#### [Source records]

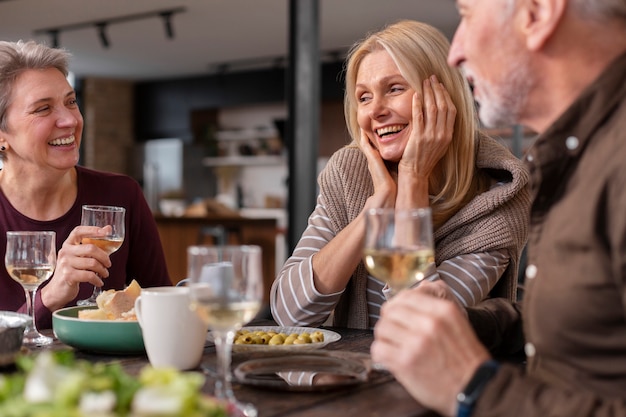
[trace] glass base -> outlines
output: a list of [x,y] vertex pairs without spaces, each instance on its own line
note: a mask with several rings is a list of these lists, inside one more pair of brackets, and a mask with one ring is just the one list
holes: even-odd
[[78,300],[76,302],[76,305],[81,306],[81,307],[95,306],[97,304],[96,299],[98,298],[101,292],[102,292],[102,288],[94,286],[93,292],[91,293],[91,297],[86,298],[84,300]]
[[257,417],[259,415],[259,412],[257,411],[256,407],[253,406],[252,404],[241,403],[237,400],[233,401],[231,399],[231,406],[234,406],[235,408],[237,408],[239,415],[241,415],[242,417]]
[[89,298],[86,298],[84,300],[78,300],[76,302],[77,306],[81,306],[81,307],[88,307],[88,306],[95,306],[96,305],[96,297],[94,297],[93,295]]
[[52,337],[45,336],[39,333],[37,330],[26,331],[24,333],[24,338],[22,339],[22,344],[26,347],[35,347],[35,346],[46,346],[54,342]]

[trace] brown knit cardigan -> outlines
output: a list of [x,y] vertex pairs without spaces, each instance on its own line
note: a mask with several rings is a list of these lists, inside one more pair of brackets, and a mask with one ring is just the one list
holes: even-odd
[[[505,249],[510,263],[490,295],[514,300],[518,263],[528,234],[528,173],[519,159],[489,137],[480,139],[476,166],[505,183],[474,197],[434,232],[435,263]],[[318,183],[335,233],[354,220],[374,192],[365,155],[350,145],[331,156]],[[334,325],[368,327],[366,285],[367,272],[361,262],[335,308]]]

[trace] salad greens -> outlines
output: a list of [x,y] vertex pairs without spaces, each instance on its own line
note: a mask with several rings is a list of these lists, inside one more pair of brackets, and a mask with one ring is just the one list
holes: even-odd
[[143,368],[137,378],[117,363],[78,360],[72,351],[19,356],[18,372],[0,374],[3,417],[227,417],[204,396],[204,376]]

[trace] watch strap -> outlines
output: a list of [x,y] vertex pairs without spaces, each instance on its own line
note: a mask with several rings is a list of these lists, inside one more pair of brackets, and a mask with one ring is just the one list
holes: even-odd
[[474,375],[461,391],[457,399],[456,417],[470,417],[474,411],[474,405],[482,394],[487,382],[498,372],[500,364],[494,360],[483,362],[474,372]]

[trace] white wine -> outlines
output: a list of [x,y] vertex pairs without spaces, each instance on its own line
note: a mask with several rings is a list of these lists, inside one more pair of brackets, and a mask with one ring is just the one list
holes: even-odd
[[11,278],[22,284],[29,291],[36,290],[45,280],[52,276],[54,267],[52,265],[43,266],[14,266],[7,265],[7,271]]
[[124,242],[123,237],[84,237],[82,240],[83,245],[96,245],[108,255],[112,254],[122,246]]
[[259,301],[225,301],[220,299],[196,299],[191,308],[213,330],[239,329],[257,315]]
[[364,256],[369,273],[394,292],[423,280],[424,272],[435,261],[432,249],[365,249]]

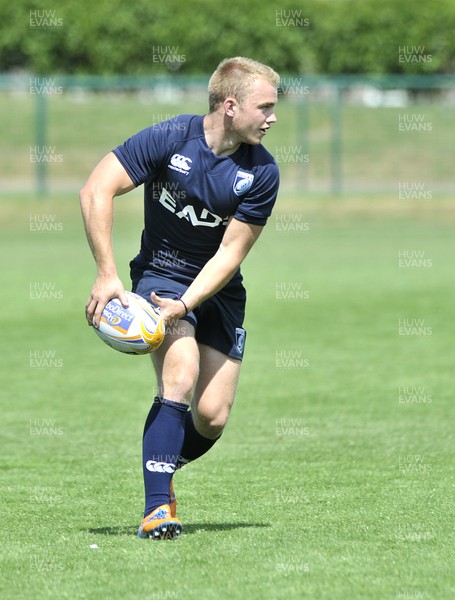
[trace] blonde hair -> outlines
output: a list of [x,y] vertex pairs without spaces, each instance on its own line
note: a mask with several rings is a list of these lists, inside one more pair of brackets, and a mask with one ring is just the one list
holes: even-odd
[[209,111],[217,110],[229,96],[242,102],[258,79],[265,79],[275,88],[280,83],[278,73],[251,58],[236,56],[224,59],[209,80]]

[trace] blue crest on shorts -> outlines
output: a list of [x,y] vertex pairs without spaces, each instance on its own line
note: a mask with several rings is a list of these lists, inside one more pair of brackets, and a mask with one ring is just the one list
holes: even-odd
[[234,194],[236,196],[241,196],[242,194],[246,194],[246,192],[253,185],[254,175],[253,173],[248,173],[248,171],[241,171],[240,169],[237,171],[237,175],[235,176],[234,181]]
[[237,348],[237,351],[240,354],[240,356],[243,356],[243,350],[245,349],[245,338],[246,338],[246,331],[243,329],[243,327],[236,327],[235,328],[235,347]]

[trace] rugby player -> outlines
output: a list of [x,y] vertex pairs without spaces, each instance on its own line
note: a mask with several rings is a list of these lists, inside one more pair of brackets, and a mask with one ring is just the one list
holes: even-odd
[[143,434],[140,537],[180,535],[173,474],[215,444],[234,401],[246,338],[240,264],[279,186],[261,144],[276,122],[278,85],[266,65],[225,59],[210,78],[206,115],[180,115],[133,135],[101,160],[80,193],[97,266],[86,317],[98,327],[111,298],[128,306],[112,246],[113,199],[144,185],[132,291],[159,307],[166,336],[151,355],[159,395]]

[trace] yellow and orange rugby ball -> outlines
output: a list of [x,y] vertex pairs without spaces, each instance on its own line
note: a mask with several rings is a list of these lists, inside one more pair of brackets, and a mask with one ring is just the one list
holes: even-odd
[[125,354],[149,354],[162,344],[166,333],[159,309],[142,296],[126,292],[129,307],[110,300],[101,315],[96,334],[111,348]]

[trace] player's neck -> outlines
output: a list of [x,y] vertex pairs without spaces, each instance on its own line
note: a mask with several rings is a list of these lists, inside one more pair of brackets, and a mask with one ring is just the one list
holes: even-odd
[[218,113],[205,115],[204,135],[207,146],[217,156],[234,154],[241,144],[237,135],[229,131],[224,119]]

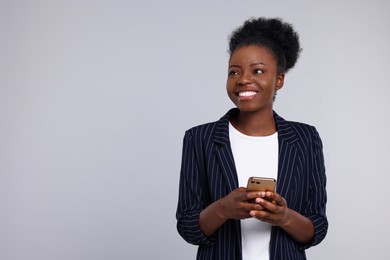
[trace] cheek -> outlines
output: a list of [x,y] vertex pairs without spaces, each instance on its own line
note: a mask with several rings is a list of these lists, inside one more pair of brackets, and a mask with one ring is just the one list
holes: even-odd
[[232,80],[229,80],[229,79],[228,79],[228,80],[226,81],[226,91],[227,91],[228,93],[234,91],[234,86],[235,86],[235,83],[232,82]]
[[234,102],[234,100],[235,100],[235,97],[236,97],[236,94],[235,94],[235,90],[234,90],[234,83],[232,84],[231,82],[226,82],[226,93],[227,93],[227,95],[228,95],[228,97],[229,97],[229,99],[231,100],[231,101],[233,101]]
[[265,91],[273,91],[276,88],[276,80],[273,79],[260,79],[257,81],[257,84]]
* * *
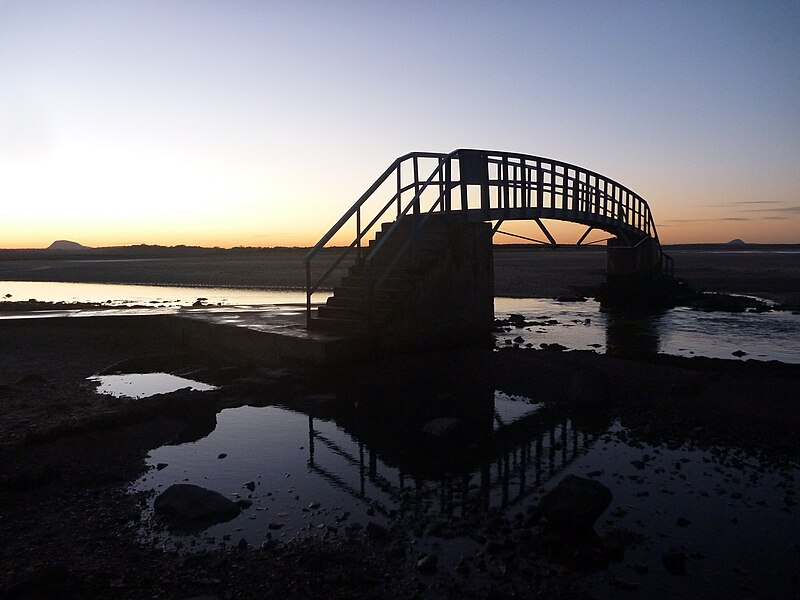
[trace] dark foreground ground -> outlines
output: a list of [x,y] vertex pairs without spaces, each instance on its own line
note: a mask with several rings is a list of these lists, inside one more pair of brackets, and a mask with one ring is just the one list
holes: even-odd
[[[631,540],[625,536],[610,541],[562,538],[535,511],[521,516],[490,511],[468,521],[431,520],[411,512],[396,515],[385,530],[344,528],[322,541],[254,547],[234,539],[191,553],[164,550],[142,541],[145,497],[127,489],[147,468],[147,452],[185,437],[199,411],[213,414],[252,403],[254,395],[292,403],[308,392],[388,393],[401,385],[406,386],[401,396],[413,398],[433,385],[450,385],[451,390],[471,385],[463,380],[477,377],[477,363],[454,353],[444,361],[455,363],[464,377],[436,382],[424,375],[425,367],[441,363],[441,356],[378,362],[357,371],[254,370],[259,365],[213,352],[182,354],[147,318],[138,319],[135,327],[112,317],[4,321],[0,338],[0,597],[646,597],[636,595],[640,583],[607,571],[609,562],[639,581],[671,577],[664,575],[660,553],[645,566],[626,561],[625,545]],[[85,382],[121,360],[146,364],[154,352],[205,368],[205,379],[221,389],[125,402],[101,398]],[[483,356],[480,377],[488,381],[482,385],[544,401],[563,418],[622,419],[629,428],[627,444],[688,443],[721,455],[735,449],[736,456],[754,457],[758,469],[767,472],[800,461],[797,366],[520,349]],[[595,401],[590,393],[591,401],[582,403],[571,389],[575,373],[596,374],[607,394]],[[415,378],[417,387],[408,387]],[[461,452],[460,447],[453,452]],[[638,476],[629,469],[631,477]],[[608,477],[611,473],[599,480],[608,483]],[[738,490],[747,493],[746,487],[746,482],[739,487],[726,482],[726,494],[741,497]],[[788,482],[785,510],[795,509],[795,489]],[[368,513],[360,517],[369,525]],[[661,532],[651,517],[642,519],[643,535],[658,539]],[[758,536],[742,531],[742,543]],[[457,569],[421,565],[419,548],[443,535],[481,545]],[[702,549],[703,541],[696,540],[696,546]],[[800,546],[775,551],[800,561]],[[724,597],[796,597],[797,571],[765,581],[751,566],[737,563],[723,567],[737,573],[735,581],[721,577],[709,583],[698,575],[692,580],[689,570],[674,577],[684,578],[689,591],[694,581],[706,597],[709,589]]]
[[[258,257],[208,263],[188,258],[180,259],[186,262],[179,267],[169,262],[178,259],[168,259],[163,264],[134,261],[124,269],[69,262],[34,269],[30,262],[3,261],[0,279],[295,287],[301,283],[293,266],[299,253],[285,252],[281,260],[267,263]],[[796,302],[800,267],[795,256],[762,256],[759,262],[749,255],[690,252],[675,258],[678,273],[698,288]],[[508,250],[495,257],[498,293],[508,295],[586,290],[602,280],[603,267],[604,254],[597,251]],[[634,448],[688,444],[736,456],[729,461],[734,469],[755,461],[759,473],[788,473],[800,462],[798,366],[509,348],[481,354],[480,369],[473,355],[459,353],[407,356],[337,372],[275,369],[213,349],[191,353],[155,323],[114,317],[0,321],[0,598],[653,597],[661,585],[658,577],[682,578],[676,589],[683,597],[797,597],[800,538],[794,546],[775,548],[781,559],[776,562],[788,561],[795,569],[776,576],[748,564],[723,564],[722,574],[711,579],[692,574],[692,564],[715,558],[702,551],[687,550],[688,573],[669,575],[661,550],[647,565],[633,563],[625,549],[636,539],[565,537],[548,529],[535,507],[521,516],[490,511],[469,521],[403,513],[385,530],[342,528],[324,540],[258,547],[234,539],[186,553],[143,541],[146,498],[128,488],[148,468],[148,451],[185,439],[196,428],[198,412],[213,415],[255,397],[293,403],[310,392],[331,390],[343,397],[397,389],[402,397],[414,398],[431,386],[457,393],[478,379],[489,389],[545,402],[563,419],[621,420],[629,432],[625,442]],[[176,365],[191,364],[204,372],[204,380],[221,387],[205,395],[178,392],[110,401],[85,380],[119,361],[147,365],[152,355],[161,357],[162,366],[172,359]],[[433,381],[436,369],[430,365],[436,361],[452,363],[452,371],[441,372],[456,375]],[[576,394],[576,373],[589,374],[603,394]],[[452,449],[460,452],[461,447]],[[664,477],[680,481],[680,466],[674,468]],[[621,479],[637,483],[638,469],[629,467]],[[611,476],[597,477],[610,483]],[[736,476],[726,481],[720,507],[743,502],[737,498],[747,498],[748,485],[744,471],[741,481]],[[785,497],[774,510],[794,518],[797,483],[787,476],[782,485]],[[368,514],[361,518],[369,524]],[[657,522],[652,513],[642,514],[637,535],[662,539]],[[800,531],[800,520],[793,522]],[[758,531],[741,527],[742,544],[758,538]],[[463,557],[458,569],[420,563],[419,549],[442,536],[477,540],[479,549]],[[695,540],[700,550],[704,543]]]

#### [Work to complete]
Whenever the string "rugby" occurs in a line of the entries above, copy that line.

#### [Answer section]
[trace] rugby player -> outlines
[trace] yellow and orange rugby ball -> outlines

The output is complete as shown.